- _The request_: Rescale the listing below by writing out all of its lines again, requests included, with each point coordinate in the answers multiplied by 2.55 and rounded to a whole number, halves rounding up. Keep the numbers in the requests and their sample points unchanged, and leave the pictures out.

[START OF Data section]

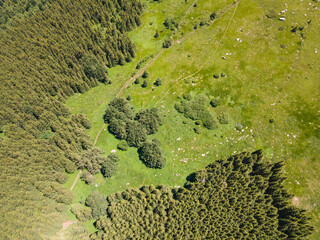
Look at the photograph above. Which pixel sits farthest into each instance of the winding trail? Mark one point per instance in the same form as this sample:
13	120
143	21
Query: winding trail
150	62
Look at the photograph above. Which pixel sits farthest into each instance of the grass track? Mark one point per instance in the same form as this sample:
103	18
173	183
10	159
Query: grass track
263	81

[END OF Data section]

- _Exercise output_:
Look at the photograph above. Which pixel sits farthest into each instance of the winding trail? Mark one point per instance in the same form as this sample:
13	120
143	21
Query: winding trail
383	158
Look at the photograph above. Which pixel sits farthest into each instance of the grass track? Mark one point per instance in the same form as this sample:
103	18
173	183
10	159
Query: grass track
671	207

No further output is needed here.